Records for the exercise START
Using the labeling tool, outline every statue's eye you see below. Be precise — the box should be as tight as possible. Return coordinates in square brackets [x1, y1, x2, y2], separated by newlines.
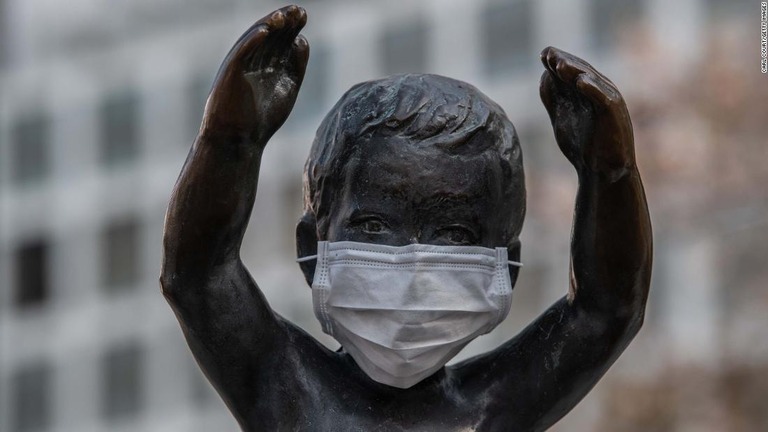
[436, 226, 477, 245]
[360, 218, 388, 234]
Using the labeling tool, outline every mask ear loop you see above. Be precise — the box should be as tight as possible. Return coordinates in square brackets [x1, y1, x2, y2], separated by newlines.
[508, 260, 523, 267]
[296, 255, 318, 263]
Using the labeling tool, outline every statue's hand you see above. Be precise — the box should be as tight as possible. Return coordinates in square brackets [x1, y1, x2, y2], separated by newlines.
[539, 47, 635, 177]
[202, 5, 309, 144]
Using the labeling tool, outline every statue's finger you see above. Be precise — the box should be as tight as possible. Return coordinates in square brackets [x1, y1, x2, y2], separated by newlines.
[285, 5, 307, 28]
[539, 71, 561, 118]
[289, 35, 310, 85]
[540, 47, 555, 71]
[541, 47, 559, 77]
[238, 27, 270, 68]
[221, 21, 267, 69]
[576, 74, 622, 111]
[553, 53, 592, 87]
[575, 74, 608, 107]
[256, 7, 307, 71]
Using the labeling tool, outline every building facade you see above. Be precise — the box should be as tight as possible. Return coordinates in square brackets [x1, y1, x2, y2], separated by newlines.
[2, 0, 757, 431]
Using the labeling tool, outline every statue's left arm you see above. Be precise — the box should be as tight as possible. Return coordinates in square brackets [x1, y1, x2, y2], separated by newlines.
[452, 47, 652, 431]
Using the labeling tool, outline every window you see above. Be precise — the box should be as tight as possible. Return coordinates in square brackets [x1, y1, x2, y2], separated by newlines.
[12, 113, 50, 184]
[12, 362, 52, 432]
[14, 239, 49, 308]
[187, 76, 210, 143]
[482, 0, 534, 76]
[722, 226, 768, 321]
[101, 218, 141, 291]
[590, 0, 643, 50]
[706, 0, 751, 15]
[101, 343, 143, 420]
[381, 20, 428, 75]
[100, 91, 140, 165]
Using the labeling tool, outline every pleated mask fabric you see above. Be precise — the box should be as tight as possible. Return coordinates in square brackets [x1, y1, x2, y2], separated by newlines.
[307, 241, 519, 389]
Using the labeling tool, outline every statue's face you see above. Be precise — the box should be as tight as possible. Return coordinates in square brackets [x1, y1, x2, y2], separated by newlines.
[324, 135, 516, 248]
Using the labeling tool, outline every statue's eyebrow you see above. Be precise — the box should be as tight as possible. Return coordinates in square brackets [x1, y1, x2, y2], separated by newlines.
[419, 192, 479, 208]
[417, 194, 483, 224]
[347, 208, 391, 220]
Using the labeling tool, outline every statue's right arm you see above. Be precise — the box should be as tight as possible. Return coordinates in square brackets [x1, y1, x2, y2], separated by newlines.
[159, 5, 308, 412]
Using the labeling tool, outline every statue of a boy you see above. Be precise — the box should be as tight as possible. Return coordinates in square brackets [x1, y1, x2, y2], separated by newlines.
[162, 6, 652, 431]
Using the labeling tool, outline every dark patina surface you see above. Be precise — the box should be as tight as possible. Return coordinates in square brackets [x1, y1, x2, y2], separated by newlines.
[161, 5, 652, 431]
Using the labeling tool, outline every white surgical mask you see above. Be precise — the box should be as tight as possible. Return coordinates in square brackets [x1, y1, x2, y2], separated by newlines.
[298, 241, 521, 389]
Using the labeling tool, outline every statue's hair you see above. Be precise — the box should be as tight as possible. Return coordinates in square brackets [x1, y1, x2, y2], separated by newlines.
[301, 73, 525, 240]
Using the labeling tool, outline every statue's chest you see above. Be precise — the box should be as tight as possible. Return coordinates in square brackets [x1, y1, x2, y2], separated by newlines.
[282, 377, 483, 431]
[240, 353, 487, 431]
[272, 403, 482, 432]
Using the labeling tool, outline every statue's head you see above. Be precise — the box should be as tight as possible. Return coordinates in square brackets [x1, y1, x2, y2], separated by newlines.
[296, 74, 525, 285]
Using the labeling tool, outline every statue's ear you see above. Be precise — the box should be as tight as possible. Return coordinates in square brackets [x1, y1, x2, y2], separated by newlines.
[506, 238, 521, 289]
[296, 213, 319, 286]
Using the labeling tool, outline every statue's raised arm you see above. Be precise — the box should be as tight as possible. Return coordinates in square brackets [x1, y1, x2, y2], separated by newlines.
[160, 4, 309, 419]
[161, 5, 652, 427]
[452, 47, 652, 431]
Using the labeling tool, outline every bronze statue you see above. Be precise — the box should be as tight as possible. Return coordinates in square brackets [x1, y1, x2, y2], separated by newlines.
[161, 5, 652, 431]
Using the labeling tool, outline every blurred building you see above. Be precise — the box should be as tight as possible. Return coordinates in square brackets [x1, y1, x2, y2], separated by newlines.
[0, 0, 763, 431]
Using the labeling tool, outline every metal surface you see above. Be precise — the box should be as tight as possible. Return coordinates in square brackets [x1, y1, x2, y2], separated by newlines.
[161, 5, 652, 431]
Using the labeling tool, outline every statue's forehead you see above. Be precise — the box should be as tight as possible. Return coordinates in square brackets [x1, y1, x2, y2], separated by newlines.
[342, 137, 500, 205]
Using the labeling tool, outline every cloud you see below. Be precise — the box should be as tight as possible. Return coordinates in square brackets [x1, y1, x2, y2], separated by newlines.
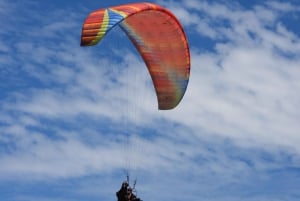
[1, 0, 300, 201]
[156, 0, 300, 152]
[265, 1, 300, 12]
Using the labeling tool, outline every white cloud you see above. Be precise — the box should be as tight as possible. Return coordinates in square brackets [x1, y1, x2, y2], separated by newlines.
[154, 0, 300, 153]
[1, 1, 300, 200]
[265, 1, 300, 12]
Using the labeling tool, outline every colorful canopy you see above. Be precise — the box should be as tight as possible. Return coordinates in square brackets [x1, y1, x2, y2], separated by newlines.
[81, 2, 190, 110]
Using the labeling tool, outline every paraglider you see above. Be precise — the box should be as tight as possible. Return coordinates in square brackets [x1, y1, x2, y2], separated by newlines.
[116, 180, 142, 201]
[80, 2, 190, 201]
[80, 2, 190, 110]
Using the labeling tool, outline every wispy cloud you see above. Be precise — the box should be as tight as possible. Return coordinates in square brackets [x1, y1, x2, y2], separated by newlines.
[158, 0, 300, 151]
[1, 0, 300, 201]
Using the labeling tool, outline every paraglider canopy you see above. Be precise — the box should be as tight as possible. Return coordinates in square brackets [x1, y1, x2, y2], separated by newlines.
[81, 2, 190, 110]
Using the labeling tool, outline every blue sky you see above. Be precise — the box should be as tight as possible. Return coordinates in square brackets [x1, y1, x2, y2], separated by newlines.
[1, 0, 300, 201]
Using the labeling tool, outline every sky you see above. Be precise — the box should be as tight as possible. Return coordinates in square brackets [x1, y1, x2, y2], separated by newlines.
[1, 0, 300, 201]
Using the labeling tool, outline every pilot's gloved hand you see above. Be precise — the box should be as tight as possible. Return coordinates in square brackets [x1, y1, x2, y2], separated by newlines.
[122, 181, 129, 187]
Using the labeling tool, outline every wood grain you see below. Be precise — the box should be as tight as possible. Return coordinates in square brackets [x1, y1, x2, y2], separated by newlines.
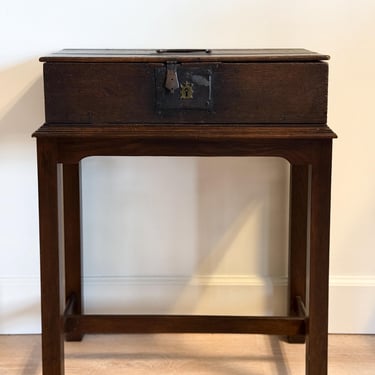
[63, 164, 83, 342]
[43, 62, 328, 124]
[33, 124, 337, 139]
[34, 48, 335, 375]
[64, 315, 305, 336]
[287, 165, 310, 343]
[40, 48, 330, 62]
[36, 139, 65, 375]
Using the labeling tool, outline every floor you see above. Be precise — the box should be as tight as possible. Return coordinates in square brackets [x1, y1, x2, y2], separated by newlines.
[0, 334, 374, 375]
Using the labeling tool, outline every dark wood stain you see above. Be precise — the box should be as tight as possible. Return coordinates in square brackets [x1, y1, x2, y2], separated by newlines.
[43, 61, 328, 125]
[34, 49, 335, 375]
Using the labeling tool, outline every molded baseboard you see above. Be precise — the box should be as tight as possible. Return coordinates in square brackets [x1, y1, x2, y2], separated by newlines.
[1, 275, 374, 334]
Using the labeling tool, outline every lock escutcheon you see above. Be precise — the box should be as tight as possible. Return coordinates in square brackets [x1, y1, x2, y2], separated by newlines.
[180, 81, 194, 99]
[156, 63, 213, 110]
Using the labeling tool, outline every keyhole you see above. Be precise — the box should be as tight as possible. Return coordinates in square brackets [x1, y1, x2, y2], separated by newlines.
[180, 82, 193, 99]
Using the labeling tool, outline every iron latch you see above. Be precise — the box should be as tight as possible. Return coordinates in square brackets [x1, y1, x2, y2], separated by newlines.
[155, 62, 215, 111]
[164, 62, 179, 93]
Records for the exercise END
Exercise aim:
Write out, without alteration, the line that contains "Using the labeling tool, outline every iron" and all subsequent lines down to the end of the data above.

Worked solution:
Using the labeling tool, outline every iron latch you see above. Be precise — the box should be as tight as possible. Return coordinates in square brackets [x1, y1, x2, y2], separated by newlines.
[155, 62, 215, 111]
[164, 62, 179, 93]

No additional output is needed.